Return each of the rows below unchanged, line for line.
-- Start Listing --
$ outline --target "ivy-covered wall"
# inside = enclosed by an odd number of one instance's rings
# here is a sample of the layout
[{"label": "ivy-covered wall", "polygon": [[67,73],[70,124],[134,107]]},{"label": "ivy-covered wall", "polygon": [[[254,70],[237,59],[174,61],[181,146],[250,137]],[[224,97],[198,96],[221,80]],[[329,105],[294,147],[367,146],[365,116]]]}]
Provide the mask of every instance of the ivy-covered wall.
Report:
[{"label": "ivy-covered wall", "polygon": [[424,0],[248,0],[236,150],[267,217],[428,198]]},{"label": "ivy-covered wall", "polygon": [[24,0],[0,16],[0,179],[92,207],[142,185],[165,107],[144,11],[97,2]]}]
-- End Listing --
**Task result:**
$ outline --target "ivy-covered wall"
# inside = enclosed by an odd number of one instance's rings
# here is a sample of the layout
[{"label": "ivy-covered wall", "polygon": [[67,73],[70,124],[134,107]]},{"label": "ivy-covered wall", "polygon": [[[254,70],[237,59],[174,61],[181,146],[250,137]],[[224,97],[198,96],[221,80]],[[329,105],[294,147],[367,146],[365,116]]]}]
Provide the mask of every instance of the ivy-covered wall.
Report:
[{"label": "ivy-covered wall", "polygon": [[424,0],[248,0],[236,150],[267,217],[428,198]]},{"label": "ivy-covered wall", "polygon": [[24,0],[0,16],[0,179],[92,207],[142,185],[165,107],[144,11],[97,2]]}]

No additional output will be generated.